What needs to be done: Starting at the line that contains "In this exercise you will mark every instance of the blue" and ending with the line that contains "pixel 392 103", both included, reproduce these lines of the entries with the requests left unchanged. Scale every point coordinate in the answers by 2.2, rounding to whole numbers with halves rounded up.

Available data:
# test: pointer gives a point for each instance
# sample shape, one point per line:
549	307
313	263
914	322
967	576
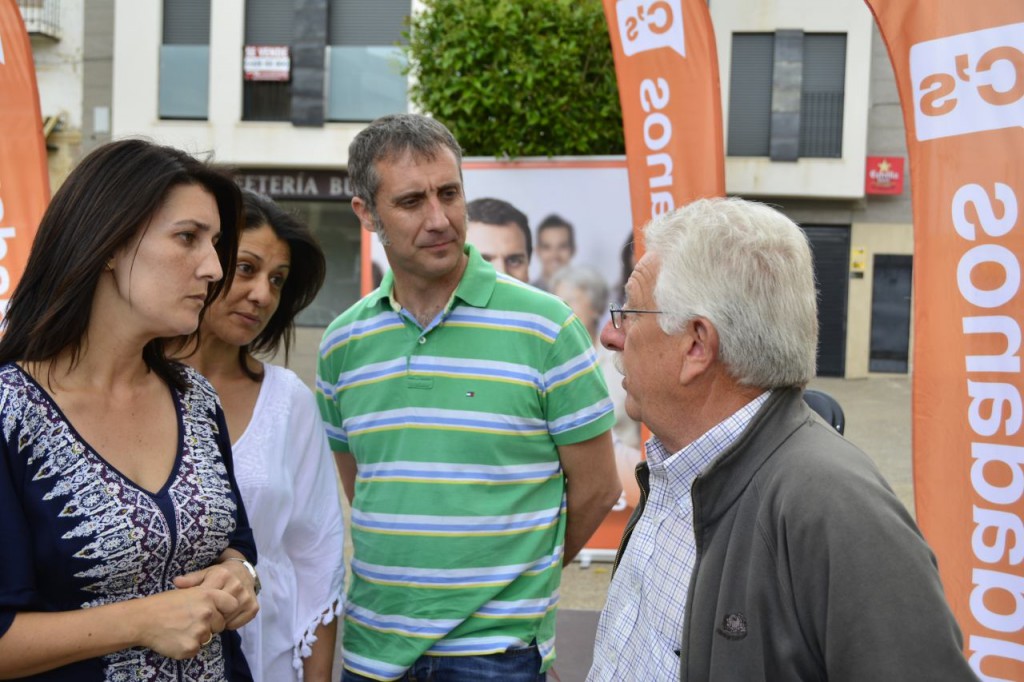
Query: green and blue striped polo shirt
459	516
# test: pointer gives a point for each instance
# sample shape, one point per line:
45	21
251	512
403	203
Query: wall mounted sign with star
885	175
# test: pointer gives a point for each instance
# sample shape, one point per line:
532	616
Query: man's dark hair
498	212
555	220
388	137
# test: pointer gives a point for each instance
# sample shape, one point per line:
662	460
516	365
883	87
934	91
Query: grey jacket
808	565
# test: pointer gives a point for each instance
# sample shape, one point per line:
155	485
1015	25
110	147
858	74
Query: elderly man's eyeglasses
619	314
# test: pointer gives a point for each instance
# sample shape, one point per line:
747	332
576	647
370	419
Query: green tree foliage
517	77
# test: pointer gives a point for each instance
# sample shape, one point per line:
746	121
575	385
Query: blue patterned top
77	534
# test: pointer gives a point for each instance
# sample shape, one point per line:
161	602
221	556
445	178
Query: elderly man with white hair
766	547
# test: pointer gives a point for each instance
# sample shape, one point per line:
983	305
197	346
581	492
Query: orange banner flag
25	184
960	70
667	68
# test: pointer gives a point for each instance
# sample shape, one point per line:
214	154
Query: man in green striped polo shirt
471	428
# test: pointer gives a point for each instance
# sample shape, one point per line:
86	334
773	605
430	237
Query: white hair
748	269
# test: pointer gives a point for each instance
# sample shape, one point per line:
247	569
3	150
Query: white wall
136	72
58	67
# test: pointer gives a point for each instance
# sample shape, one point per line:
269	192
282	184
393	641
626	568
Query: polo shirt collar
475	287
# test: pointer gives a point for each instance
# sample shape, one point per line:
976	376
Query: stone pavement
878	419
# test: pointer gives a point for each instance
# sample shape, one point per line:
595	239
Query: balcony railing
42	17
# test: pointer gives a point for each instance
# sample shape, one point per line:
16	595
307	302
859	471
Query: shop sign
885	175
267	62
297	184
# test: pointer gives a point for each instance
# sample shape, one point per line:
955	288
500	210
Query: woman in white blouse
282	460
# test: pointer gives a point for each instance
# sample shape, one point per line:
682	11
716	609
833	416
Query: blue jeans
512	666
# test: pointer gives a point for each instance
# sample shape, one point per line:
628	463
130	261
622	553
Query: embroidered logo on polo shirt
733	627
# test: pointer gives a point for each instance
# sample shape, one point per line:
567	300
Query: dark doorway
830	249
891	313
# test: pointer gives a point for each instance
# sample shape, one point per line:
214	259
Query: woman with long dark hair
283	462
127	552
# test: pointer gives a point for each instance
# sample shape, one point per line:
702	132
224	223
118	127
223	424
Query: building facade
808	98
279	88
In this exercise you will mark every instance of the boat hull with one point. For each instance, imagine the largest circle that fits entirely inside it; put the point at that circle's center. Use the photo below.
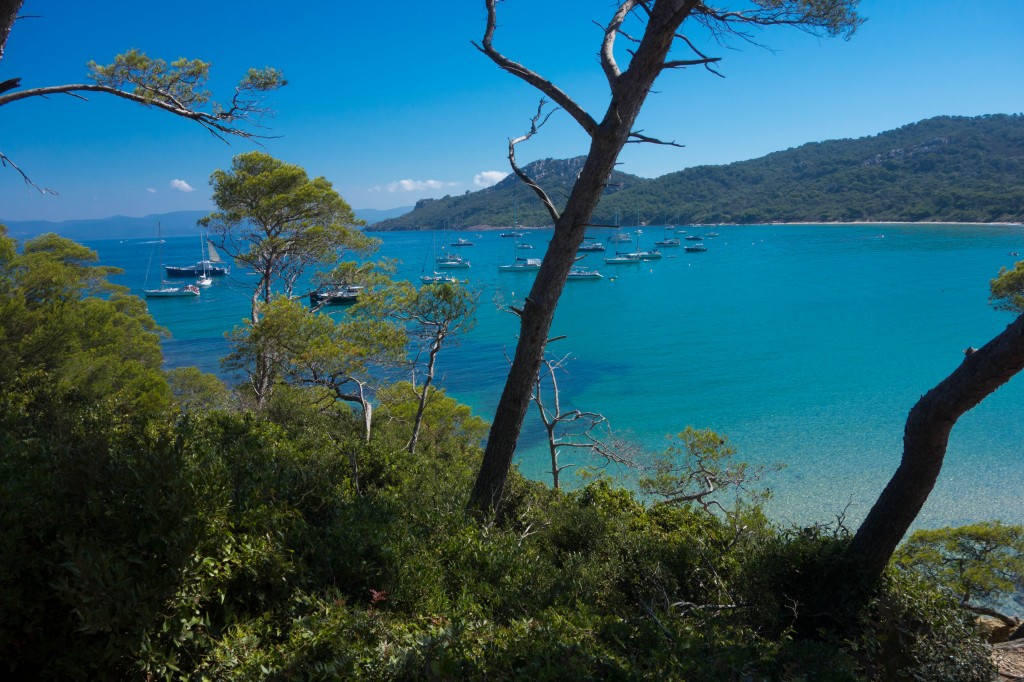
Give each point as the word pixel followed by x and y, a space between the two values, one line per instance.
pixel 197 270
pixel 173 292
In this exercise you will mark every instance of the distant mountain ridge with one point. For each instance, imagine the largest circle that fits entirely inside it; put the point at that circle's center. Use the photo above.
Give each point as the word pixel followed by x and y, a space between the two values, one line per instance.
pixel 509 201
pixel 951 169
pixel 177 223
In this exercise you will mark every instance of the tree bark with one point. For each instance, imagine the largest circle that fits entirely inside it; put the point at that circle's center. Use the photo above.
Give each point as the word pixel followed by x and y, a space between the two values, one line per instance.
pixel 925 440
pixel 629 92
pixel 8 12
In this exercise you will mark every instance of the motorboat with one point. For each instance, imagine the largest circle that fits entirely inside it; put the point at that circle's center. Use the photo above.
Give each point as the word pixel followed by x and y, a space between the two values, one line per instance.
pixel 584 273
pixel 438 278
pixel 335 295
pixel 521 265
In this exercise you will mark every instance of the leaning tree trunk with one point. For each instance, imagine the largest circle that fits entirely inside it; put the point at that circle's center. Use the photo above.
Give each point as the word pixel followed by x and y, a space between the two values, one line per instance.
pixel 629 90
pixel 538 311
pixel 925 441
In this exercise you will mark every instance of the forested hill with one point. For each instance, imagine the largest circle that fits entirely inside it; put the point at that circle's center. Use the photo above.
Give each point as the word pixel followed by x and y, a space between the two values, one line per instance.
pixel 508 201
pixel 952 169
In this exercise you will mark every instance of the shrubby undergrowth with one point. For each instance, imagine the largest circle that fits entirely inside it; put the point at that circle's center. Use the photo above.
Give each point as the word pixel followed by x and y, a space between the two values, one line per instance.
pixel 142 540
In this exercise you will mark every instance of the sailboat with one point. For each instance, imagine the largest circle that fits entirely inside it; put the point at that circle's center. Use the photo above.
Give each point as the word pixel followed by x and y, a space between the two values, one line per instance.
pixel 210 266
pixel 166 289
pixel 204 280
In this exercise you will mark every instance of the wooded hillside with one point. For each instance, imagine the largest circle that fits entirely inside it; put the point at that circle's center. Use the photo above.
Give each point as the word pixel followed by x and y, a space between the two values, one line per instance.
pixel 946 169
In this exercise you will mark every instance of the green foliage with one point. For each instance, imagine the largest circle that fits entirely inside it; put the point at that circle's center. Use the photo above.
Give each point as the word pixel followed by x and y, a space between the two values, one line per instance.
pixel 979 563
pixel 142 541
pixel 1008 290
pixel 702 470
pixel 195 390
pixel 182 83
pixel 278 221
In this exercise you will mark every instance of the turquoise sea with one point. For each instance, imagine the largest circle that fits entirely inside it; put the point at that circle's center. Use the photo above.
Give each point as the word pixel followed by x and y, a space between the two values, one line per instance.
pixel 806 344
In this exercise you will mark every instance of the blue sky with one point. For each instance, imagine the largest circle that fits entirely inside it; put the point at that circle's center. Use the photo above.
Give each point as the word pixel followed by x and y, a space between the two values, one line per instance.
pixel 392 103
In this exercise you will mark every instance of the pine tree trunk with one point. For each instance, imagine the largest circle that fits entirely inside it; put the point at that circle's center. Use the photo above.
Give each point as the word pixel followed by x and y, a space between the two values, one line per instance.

Written answer:
In this exercise you will mark every instance of the blue sky with one point. For each instance, imagine the largest circle that fits entirely inside it; put the point at that circle's center. Use the photo above.
Give each point as the word pixel followed by x and y, a space between the two values, one line per instance.
pixel 862 227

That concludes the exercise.